## BEGIN
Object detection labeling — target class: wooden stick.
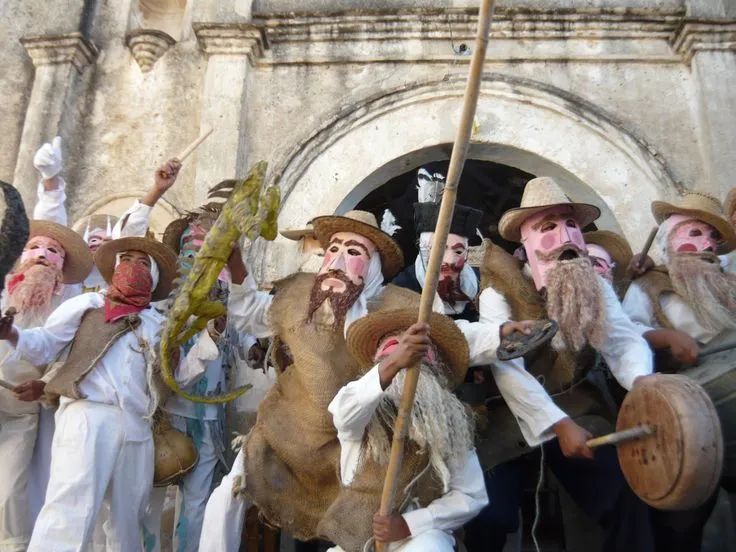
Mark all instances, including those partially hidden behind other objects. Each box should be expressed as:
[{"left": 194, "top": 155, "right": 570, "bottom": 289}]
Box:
[
  {"left": 585, "top": 425, "right": 654, "bottom": 448},
  {"left": 621, "top": 226, "right": 659, "bottom": 298},
  {"left": 175, "top": 127, "right": 215, "bottom": 163},
  {"left": 376, "top": 0, "right": 494, "bottom": 552}
]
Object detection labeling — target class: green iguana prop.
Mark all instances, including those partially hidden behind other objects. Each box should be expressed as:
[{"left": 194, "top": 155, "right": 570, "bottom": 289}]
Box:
[{"left": 160, "top": 161, "right": 281, "bottom": 404}]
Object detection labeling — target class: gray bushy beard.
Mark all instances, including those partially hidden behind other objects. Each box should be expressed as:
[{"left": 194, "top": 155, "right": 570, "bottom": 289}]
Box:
[
  {"left": 2, "top": 259, "right": 63, "bottom": 328},
  {"left": 667, "top": 252, "right": 736, "bottom": 332},
  {"left": 547, "top": 257, "right": 608, "bottom": 352},
  {"left": 307, "top": 270, "right": 365, "bottom": 330},
  {"left": 362, "top": 361, "right": 474, "bottom": 490}
]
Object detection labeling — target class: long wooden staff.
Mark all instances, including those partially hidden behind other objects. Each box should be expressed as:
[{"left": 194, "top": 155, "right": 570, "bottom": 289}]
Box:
[{"left": 376, "top": 0, "right": 494, "bottom": 552}]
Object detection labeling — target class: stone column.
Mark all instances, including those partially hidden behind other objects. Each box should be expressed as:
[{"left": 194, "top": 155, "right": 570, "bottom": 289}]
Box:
[
  {"left": 193, "top": 23, "right": 266, "bottom": 203},
  {"left": 673, "top": 18, "right": 736, "bottom": 195},
  {"left": 13, "top": 33, "right": 98, "bottom": 209}
]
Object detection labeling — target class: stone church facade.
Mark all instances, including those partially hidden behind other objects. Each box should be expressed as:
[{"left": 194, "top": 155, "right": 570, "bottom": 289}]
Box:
[{"left": 0, "top": 0, "right": 736, "bottom": 279}]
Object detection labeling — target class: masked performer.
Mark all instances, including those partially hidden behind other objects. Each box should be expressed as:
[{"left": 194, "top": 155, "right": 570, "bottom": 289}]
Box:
[{"left": 0, "top": 220, "right": 92, "bottom": 551}]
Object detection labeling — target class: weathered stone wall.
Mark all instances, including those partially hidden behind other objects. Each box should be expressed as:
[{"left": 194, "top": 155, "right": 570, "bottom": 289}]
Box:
[{"left": 0, "top": 0, "right": 736, "bottom": 278}]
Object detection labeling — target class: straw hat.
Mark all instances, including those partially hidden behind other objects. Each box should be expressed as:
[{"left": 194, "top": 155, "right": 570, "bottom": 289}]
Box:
[
  {"left": 95, "top": 237, "right": 176, "bottom": 301},
  {"left": 279, "top": 223, "right": 315, "bottom": 241},
  {"left": 583, "top": 230, "right": 634, "bottom": 283},
  {"left": 652, "top": 192, "right": 736, "bottom": 254},
  {"left": 347, "top": 308, "right": 470, "bottom": 389},
  {"left": 498, "top": 176, "right": 601, "bottom": 243},
  {"left": 72, "top": 214, "right": 120, "bottom": 235},
  {"left": 28, "top": 220, "right": 94, "bottom": 284},
  {"left": 312, "top": 211, "right": 404, "bottom": 280}
]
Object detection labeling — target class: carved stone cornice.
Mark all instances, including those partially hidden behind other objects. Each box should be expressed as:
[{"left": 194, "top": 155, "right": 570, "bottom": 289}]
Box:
[
  {"left": 672, "top": 18, "right": 736, "bottom": 63},
  {"left": 20, "top": 33, "right": 99, "bottom": 73},
  {"left": 192, "top": 23, "right": 268, "bottom": 64},
  {"left": 125, "top": 29, "right": 176, "bottom": 73}
]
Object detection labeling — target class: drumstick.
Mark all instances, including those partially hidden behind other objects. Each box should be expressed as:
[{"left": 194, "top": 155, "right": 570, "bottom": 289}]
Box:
[
  {"left": 176, "top": 127, "right": 215, "bottom": 163},
  {"left": 585, "top": 425, "right": 654, "bottom": 448}
]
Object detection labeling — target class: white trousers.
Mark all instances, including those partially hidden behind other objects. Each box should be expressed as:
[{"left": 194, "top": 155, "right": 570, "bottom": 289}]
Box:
[
  {"left": 327, "top": 529, "right": 455, "bottom": 552},
  {"left": 199, "top": 449, "right": 250, "bottom": 552},
  {"left": 0, "top": 413, "right": 38, "bottom": 552},
  {"left": 28, "top": 400, "right": 153, "bottom": 552},
  {"left": 144, "top": 414, "right": 218, "bottom": 552}
]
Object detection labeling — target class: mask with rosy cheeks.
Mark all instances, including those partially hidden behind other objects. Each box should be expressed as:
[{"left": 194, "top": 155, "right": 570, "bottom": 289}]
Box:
[
  {"left": 520, "top": 205, "right": 587, "bottom": 290},
  {"left": 587, "top": 244, "right": 616, "bottom": 281},
  {"left": 375, "top": 335, "right": 436, "bottom": 362},
  {"left": 20, "top": 236, "right": 66, "bottom": 270},
  {"left": 319, "top": 232, "right": 376, "bottom": 293},
  {"left": 666, "top": 215, "right": 722, "bottom": 254}
]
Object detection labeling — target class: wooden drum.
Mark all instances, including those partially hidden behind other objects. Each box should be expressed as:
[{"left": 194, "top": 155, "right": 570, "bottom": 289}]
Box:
[{"left": 616, "top": 374, "right": 724, "bottom": 510}]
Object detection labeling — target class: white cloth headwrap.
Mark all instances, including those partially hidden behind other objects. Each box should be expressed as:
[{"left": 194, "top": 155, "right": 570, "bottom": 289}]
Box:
[
  {"left": 414, "top": 232, "right": 479, "bottom": 314},
  {"left": 115, "top": 252, "right": 159, "bottom": 292},
  {"left": 345, "top": 251, "right": 383, "bottom": 337}
]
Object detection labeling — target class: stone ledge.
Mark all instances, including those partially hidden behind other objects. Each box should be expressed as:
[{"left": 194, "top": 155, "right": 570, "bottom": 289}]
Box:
[
  {"left": 192, "top": 23, "right": 268, "bottom": 64},
  {"left": 671, "top": 19, "right": 736, "bottom": 63},
  {"left": 20, "top": 33, "right": 99, "bottom": 73}
]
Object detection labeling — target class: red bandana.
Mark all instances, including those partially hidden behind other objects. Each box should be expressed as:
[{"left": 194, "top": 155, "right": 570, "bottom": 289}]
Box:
[{"left": 105, "top": 263, "right": 153, "bottom": 322}]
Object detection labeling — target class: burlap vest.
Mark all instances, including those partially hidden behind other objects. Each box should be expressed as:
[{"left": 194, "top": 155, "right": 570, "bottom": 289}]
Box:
[
  {"left": 477, "top": 244, "right": 614, "bottom": 469},
  {"left": 636, "top": 265, "right": 677, "bottom": 328},
  {"left": 45, "top": 308, "right": 141, "bottom": 400},
  {"left": 244, "top": 274, "right": 439, "bottom": 552}
]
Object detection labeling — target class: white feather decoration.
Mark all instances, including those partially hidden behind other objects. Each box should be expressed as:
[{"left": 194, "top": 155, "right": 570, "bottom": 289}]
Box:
[
  {"left": 417, "top": 168, "right": 445, "bottom": 203},
  {"left": 381, "top": 209, "right": 401, "bottom": 236}
]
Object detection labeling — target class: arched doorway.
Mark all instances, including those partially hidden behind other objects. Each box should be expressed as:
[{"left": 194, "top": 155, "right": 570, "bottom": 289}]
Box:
[{"left": 251, "top": 74, "right": 678, "bottom": 281}]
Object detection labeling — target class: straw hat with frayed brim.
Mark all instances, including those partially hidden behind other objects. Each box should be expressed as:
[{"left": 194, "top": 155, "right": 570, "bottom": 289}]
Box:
[
  {"left": 279, "top": 224, "right": 315, "bottom": 241},
  {"left": 347, "top": 309, "right": 470, "bottom": 390},
  {"left": 95, "top": 237, "right": 176, "bottom": 301},
  {"left": 652, "top": 192, "right": 736, "bottom": 254},
  {"left": 312, "top": 211, "right": 404, "bottom": 280},
  {"left": 583, "top": 230, "right": 634, "bottom": 283},
  {"left": 72, "top": 214, "right": 119, "bottom": 235},
  {"left": 498, "top": 176, "right": 601, "bottom": 243},
  {"left": 28, "top": 220, "right": 94, "bottom": 284}
]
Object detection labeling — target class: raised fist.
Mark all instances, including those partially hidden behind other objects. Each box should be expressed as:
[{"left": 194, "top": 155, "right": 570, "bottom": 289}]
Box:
[{"left": 33, "top": 136, "right": 62, "bottom": 180}]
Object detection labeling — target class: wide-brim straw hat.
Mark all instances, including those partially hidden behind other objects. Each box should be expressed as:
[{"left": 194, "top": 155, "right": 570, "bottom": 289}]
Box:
[
  {"left": 95, "top": 237, "right": 177, "bottom": 301},
  {"left": 498, "top": 176, "right": 601, "bottom": 243},
  {"left": 347, "top": 308, "right": 470, "bottom": 390},
  {"left": 583, "top": 230, "right": 634, "bottom": 283},
  {"left": 72, "top": 214, "right": 119, "bottom": 235},
  {"left": 28, "top": 220, "right": 94, "bottom": 284},
  {"left": 312, "top": 211, "right": 404, "bottom": 280},
  {"left": 652, "top": 192, "right": 736, "bottom": 254},
  {"left": 279, "top": 224, "right": 316, "bottom": 241}
]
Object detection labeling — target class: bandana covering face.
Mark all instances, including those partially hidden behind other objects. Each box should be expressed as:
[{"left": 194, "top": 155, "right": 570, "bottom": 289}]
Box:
[{"left": 105, "top": 256, "right": 153, "bottom": 322}]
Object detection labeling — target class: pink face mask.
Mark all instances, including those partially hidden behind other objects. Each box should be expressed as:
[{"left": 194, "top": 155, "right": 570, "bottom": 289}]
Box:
[
  {"left": 419, "top": 232, "right": 468, "bottom": 281},
  {"left": 666, "top": 215, "right": 722, "bottom": 254},
  {"left": 319, "top": 232, "right": 376, "bottom": 291},
  {"left": 587, "top": 243, "right": 616, "bottom": 281},
  {"left": 520, "top": 205, "right": 587, "bottom": 290},
  {"left": 20, "top": 236, "right": 66, "bottom": 270}
]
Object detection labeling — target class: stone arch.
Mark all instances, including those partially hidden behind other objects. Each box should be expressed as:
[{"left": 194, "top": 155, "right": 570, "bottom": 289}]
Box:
[
  {"left": 72, "top": 192, "right": 179, "bottom": 240},
  {"left": 258, "top": 73, "right": 678, "bottom": 279}
]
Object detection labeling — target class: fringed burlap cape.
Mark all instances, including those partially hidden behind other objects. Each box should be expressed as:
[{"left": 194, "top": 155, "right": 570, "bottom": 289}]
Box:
[{"left": 243, "top": 274, "right": 439, "bottom": 552}]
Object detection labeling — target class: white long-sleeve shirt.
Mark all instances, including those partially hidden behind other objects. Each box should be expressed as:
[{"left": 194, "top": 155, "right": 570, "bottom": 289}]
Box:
[
  {"left": 16, "top": 292, "right": 169, "bottom": 441},
  {"left": 472, "top": 281, "right": 653, "bottom": 446},
  {"left": 328, "top": 366, "right": 488, "bottom": 536},
  {"left": 623, "top": 282, "right": 720, "bottom": 344}
]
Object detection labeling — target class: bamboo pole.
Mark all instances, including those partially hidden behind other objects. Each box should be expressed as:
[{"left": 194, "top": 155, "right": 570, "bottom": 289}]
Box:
[
  {"left": 175, "top": 127, "right": 215, "bottom": 163},
  {"left": 621, "top": 226, "right": 659, "bottom": 298},
  {"left": 376, "top": 0, "right": 495, "bottom": 552}
]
## END
Request:
Please count how many lines of the entries contain the word "burlap", matching case exactly, and reply with only that number.

Exercise output:
2